_Trecho da página_.
**********

Feito este breve relato,
EXAMINO.
O EXAME
4 – Defiro desde logo a
juntada, em até 15 (quinze) dias, da procuração em favor do advogado signatário
da inicial, nos termos do art. 37 e parágrafo único do CPC.
5 – Como reiteradamente
tenho enfatizado (v.g. MS 32.885, decisão monocrática de 23.4.2014), na esteira
da jurisprudência desta Suprema Corte e em respeito à independência dos Poderes
consagrada no texto constitucional, tenho pautado a minha atuação nesta Casa
pela máxima deferência à autonomia dos Poderes quando o conteúdo das questões
políticas em debate nas Casas Legislativas se reveste de natureza eminentemente
interna corporis e, nessa medida, se mostra estranho à competência do Supremo
Tribunal Federal (v.g., MS 32.033/DF, MS 31.475/DF e MS 31.444/DF, também de
minha relatoria). Abrem-se, contudo, as portas da jurisdição constitucional sempre
que em jogo o texto da Lei Maior, cabendo ao Poder Judiciário o exercício do
controle da juridicidade da atividade parlamentar. Nessa linha, ao Deputado
Federal esta Suprema Corte reconhece o direito subjetivo ao devido processo
legislativo e ao exercício pleno de suas prerrogativas parlamentares.
Faço tais registros porque
a controvérsia, na espécie, apenas aparentemente se circunscreve aos limites
das questões de natureza interna corporis, em especial no que diz com a
prevalência, ou não, do fundamento da preclusão expendido pela autoridade
coatora para indeferir o processamento do recurso do ora impetrante contra a
Resposta à Questão de Ordem nº 105/15, considerada a interposição em plenário
na primeira oportunidade em que a ele conferida a palavra, mantido em pauta o
assunto por força de acalorados debates, sem solução de continuidade, e
presente a impossibilidade fática de manifestação simultânea de vários
Deputados. Não há como desconsiderar, pelo menos em juízo precário de
delibação, a controvérsia como um todo, nos moldes em que posta no mandamus, a
ferir tema de inegável relevância e envergadura constitucional, pertinente à
definição das regras sobre o processo e o julgamento de Presidente da República
por crime de responsabilidade, objeto do art. 85, parágrafo único, da
Constituição, e a apontar dificultada a deliberação do Plenário sobre
incidentes a respeito. Visualizada nessa perspectiva, desvela-se, pelo menos em
juízo perfunctório, o caráter materialmente constitucional do seu conteúdo.

**********

_Linhas fornecidas_.
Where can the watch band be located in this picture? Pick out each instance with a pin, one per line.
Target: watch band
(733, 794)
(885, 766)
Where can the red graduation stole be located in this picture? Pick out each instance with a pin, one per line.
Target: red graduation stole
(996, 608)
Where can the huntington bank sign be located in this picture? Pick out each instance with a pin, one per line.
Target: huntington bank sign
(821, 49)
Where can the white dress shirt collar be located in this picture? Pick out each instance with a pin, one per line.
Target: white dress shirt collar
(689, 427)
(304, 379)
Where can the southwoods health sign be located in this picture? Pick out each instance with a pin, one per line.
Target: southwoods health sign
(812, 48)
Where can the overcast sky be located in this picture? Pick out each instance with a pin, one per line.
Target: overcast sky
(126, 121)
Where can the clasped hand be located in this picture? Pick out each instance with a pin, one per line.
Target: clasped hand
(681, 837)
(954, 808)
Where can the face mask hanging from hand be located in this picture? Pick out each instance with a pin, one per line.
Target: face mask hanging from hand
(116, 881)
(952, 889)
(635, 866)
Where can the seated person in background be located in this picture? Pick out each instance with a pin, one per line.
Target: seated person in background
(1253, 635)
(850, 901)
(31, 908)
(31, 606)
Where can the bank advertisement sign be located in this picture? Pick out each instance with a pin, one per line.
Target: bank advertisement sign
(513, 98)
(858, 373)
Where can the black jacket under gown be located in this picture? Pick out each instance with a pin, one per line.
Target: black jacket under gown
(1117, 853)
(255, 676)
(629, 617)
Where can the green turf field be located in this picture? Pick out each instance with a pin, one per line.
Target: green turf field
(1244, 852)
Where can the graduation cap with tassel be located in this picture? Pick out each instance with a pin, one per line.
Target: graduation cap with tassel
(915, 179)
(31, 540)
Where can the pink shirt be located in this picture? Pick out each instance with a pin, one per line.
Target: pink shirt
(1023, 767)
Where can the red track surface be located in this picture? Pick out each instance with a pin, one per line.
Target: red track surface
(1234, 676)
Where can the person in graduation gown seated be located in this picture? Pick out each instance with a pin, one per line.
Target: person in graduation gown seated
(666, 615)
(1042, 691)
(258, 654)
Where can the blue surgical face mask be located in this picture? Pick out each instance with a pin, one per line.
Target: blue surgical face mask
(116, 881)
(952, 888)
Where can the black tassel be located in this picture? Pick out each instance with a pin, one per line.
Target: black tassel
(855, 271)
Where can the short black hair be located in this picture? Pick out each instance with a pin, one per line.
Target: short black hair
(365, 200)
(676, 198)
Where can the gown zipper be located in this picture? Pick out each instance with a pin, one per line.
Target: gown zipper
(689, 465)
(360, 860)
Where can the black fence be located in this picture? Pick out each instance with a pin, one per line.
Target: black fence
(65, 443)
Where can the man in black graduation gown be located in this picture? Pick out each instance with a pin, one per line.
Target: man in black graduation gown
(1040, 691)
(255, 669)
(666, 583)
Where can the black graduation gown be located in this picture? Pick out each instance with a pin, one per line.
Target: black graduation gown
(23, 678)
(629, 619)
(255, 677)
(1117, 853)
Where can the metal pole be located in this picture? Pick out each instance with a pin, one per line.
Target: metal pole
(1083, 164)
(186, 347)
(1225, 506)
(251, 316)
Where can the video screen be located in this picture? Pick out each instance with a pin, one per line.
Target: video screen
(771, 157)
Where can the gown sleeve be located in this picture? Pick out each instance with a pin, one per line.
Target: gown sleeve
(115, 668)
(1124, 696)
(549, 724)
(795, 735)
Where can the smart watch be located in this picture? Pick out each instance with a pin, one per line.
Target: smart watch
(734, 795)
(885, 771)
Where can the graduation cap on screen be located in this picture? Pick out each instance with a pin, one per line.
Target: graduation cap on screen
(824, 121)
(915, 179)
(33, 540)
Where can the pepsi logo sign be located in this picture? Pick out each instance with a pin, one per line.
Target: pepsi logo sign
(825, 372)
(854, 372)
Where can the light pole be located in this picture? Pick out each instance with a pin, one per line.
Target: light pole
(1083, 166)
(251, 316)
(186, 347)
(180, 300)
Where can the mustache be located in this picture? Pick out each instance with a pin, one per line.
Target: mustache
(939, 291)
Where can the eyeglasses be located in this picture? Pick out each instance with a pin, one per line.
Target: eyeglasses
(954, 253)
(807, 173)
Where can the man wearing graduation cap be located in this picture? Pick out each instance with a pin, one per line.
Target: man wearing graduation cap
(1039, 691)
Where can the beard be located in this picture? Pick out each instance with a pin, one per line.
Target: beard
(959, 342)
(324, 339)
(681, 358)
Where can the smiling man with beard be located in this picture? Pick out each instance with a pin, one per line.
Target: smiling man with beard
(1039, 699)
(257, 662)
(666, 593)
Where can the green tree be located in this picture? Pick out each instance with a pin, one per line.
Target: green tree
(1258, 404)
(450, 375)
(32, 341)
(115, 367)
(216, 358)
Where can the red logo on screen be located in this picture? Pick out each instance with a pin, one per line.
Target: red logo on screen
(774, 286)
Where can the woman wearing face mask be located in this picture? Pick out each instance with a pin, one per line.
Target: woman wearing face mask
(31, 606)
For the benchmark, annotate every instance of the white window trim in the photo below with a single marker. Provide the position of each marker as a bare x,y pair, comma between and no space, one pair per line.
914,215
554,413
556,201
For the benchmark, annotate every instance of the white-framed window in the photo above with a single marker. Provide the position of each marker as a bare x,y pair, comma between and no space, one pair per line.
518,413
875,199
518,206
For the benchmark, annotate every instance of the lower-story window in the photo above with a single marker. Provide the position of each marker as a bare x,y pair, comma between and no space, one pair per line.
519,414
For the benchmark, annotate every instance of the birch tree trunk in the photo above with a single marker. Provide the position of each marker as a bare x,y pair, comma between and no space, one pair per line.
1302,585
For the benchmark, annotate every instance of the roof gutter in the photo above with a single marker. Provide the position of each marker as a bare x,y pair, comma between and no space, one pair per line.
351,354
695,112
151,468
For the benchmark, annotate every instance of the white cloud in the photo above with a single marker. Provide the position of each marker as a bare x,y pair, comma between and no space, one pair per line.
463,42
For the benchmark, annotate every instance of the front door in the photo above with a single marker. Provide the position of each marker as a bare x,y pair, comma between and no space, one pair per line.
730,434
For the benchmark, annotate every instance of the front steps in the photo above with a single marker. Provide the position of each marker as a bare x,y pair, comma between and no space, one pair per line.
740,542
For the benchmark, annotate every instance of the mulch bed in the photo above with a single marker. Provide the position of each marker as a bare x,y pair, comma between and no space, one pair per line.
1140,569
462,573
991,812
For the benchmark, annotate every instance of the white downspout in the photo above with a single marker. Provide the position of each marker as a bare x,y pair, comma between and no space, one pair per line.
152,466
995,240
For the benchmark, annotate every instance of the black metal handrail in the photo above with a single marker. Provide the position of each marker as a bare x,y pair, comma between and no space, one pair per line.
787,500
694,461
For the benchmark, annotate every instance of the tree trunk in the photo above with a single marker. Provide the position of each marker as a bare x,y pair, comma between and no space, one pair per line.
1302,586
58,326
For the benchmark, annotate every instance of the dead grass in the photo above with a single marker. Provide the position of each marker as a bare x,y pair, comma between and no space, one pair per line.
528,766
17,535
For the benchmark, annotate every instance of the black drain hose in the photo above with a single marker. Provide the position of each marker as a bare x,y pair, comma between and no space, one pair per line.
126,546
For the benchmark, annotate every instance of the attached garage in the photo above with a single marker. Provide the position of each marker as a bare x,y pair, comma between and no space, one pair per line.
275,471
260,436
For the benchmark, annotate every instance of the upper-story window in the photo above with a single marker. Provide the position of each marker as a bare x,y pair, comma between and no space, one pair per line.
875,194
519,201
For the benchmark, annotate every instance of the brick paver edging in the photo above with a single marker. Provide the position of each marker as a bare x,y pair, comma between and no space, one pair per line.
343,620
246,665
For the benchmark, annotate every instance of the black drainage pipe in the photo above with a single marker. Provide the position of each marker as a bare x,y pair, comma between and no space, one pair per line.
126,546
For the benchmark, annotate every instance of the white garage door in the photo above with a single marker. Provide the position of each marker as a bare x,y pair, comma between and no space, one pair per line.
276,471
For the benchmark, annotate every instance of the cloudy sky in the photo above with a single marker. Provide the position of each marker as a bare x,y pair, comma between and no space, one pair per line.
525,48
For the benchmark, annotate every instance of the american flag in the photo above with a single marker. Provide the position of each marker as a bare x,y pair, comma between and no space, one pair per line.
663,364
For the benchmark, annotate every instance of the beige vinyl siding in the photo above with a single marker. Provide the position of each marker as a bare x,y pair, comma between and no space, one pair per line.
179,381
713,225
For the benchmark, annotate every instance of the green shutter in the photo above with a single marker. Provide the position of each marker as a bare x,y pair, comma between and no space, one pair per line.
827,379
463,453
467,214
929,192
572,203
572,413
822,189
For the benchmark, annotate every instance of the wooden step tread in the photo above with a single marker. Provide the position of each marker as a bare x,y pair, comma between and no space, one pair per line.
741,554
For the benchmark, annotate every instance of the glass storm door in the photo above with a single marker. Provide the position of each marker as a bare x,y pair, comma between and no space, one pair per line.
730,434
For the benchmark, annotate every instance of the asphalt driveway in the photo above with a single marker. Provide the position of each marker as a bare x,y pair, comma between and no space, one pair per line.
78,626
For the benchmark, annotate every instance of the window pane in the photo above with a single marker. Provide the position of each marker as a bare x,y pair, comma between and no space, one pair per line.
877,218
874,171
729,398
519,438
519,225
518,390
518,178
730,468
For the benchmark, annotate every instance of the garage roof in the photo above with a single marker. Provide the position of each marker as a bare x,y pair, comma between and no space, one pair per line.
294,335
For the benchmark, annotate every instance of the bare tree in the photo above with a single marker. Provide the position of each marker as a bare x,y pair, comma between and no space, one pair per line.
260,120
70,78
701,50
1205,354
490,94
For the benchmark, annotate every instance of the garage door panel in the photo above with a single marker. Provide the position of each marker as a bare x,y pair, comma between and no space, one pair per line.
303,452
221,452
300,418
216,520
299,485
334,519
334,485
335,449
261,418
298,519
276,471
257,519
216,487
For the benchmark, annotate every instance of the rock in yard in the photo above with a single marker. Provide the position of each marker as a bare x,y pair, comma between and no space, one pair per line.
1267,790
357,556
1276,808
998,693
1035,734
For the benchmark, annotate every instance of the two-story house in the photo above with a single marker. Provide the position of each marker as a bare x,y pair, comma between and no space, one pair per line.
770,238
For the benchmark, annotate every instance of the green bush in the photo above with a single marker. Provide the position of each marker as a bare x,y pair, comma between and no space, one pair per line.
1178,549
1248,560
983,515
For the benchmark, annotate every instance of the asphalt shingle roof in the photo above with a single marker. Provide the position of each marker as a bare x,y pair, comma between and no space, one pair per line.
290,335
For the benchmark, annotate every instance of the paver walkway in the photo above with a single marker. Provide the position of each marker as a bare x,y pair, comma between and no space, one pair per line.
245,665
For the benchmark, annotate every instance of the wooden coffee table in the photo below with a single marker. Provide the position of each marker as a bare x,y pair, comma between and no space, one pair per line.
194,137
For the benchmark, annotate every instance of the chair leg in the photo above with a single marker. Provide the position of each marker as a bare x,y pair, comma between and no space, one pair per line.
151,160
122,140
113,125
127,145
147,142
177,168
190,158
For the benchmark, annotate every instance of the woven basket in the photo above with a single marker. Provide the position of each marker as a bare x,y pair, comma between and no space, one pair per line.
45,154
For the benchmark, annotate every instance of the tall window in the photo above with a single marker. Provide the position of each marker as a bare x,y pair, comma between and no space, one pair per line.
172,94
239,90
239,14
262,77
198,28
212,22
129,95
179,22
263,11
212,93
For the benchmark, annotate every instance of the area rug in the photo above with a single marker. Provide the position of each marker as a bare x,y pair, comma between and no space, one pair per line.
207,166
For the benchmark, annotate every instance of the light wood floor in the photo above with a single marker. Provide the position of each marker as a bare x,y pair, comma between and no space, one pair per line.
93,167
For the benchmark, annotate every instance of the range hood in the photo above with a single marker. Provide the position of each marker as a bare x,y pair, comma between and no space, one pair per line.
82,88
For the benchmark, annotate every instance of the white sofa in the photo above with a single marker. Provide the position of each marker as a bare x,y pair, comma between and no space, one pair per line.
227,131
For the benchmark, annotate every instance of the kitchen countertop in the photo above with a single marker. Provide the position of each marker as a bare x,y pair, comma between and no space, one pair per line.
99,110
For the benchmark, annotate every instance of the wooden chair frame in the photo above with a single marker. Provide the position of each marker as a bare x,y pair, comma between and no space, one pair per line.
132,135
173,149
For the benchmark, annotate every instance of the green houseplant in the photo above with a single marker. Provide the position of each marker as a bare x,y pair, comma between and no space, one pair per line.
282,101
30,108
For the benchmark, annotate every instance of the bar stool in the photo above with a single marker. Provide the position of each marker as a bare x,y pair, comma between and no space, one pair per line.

**********

_Tarefas a fazer_.
**1.** Conte as linhas que contêm a palavra "light" e informe somente o número.
**2.** Retome o trecho da decisão judicial logo após a última frase apresentada.
O trecho da decisão judicial e as linhas vêm de fontes distintas.

_Em resposta_.
**1.** 3

**2.**
A DECISÃO
6 – Nesse contexto,
presente, o fumus boni juris, diante da iminência de exame pelo Presidente da
Câmara de Deputados de "inúmeras denúncias de crime de responsabilidade
imputado à Presidente da República", a ensejar aplicação do procedimento
criado na Resposta, impõe-se o deferimento da liminar para evitar o
comprometimento do pedido final deduzido ("concessão da segurança para que
seja anulado o ato impugnado, determinando-se à autoridade coatora que receba o
recurso interposto pelo impetrante contra a resposta à questão de ordem nº 105
de 2015, procedendo-se nos ulteriores termos do Regimento Interno da
Câmara").
Ex positis, forte no art.
7º, III, da Lei nº 12.016/09, diante de fundamento relevante e para prevenir a
ineficácia da medida, caso finalmente deferida, e com o caráter precário
próprio aos juízos perfunctórios, defiro a liminar para suspender a eficácia da
Resposta à Questão de Ordem nº 105, de 2015, bem como todos os procedimentos
tendentes a sua execução, até o julgamento do mérito do presente mandado de
segurança.
Notifique-se a autoridade
apontada como coatora para que preste informações, em dez dias (arts. 7º, I, da
Lei 12.016/09 e 203 do RISTF). Cientifique-se a AGU (art. 7º, II, da Lei
12.016/09). Após, vista ao Ministério Público Federal (arts. 12, caput, da Lei
12.016/09 e 205 do RISTF).
Publique-se.
Brasília, 13 de outubro de
2015.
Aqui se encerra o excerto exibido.